**Письменное задание A**
Пожалуйста, запишите без изменений отрывок из текста о тюремном заключении ниже: от слов "На следующий день" до слов "уничтожены — посвящается." включительно.

**Исходный текст**
————————

А через пару недель мне поставили еще один профилактический учет. Кроме профучета по категории «склонен к захвату заложников» я стал «склонен к суициду». Чушь, конечно, если бы хотел убить себя, то резал бы вены вдоль, а не поперек.
На следующий день история получила продолжение: в ШИЗО закрыли «смотрящего» за зоной и его помощника, а по всему бараку ШИЗО/ПКТ провели капитальный шмон, выкидывая нехитрые «запрещённые предметы» арестантов: таблетки, журналы, «лишнюю» одежду, нитки, канатики и подобное, при этом не забывая напоминать: это из-за того, что «политический вскрылся». Таким нехитрым способом менты натравливали на меня других зэков..
Какая во всем этом мораль? Мораль здесь только одна: если идешь в ШИЗО, бери с собой две «мойки».
ОСВОБОЖДЕНИЕ
Всем политузникам прогрессивных убеждений, вчерашним, сегодняшним и будущим, с верой в то, что все тюрьмы будут уничтожены — посвящается.
Обычный вечер на улице Добролюбова, 16, в городе Горки. 19-я камера ПКТ. Исправительная колония № 9. Август.
Ужин прошел, вечерняя проверка — тоже. В режимном учреждении и весь организм начинает жить по режиму: хотеть есть, спать, пить и ходить в туалет по расписанию. Вот и мы с Гриней (мой сокамерник) на своих 5-ти квадратных метрах подготовились пройти традиционный ритуал — вечернее чаепитие. Чаю и сладостей хватает: неделю назад была отоварка. Мы подготовились, запасая «ништяки», и предвкушали, как это всё «рубанём» завтра — в мой день рождения. В четырёх бетонных стенах, в полном однообразии, радостей не так много, и кофе с шоколадкой — одна из тех вещей, которая хоть изредка заставляют мозг зэка выбрасывать в кровь эндорфины.

————————

**Извлечённые строки**
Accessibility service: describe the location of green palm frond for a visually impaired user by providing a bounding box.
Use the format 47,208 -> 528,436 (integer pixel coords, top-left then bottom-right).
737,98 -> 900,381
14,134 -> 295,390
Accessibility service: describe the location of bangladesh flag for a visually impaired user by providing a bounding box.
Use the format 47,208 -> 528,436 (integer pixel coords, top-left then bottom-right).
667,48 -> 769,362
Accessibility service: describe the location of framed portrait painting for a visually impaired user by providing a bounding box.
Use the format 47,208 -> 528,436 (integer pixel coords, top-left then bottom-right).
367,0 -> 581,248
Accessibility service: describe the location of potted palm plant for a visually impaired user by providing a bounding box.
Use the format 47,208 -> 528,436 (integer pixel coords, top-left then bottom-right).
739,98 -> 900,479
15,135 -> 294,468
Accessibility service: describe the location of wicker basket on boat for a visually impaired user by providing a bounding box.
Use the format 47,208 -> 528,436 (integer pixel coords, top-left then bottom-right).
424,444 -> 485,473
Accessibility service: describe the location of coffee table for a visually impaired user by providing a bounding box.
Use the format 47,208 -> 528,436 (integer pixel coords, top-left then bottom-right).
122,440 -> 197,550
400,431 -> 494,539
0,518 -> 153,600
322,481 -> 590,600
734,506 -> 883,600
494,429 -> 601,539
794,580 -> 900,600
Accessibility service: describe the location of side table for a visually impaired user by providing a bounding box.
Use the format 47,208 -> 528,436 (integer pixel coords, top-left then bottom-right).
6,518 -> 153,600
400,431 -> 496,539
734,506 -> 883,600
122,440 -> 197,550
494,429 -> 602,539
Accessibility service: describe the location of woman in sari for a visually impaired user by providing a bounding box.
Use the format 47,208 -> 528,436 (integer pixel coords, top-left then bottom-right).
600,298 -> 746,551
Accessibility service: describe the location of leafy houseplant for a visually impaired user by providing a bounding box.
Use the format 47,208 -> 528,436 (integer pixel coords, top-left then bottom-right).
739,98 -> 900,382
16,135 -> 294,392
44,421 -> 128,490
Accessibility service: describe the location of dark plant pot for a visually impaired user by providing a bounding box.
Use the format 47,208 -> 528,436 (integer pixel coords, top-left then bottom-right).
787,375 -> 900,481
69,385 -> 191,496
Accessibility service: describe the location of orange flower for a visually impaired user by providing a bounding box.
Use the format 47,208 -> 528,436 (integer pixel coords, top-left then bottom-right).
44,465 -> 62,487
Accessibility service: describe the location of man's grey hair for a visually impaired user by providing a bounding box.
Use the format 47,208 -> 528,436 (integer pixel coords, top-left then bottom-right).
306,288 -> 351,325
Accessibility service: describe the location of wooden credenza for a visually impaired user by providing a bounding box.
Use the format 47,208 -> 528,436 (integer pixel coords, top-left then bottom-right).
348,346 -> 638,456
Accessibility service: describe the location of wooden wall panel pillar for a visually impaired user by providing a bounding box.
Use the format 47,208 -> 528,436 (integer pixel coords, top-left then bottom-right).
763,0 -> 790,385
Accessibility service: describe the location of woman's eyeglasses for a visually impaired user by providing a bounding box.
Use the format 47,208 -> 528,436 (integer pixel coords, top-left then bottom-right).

————————

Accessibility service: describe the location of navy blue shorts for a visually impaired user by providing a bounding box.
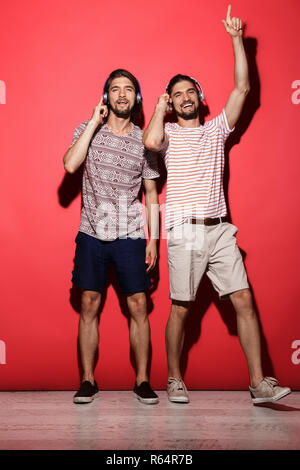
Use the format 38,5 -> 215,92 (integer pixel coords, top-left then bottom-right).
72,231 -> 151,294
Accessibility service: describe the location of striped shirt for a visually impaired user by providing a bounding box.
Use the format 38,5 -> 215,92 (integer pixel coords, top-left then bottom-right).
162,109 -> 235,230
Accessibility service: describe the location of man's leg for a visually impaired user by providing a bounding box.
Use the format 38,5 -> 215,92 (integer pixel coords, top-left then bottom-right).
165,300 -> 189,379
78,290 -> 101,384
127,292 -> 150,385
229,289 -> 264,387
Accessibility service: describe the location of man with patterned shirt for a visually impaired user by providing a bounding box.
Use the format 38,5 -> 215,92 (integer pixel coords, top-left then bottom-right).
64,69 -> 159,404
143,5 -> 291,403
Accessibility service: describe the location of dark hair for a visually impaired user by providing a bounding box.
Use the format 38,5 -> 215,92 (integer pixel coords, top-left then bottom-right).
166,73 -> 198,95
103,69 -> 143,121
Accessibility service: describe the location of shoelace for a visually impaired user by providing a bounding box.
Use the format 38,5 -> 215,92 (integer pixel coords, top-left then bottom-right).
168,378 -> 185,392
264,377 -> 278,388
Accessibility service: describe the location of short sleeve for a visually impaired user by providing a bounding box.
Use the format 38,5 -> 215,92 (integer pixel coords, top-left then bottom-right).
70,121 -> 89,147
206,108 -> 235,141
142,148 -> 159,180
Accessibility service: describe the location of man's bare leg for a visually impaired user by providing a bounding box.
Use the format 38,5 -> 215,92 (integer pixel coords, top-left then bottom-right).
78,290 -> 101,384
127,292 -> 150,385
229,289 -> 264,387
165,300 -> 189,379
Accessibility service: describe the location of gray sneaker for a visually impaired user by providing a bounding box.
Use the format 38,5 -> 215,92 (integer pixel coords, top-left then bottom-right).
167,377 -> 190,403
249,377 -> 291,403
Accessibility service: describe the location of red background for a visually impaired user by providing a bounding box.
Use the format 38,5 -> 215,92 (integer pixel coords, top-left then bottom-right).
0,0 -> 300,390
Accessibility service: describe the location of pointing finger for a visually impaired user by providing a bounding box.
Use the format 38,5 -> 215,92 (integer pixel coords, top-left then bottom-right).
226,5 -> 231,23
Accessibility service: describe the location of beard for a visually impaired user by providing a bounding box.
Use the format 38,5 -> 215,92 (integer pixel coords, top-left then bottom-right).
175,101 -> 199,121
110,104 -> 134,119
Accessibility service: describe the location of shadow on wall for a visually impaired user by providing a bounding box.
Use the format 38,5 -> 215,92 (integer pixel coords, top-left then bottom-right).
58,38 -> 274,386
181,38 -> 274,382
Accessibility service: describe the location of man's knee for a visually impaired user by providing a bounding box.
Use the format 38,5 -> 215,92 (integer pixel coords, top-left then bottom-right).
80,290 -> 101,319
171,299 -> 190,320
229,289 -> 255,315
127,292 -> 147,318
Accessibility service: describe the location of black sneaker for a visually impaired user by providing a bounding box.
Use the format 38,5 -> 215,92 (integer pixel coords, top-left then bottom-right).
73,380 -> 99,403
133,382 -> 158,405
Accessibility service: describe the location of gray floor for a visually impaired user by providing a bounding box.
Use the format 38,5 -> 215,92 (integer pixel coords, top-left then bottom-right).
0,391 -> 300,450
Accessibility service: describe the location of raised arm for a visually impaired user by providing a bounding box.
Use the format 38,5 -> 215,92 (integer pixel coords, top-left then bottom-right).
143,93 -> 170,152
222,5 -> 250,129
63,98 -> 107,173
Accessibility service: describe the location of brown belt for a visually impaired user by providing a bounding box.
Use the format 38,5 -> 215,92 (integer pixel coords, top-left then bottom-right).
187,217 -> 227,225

————————

**Письменное задание B**
Перенесите заново извлечённые строки от той, где есть "Accessibility service: describe the location of green", до той, где есть "14,134 -> 295,390", включая обе, вместе с запросами. К каждой координате рамок в ответах прибавьте −21, другие строки не выводите.

**Правильный ответ A**
На следующий день история получила продолжение: в ШИЗО закрыли «смотрящего» за зоной и его помощника, а по всему бараку ШИЗО/ПКТ провели капитальный шмон, выкидывая нехитрые «запрещённые предметы» арестантов: таблетки, журналы, «лишнюю» одежду, нитки, канатики и подобное, при этом не забывая напоминать: это из-за того, что «политический вскрылся». Таким нехитрым способом менты натравливали на меня других зэков..
Какая во всем этом мораль? Мораль здесь только одна: если идешь в ШИЗО, бери с собой две «мойки».
ОСВОБОЖДЕНИЕ
Всем политузникам прогрессивных убеждений, вчерашним, сегодняшним и будущим, с верой в то, что все тюрьмы будут уничтожены — посвящается.

**Правильный ответ B**
Accessibility service: describe the location of green palm frond for a visually impaired user by providing a bounding box.
Use the format 47,208 -> 528,436 (integer pixel coords, top-left then bottom-right).
716,77 -> 879,360
-7,113 -> 274,369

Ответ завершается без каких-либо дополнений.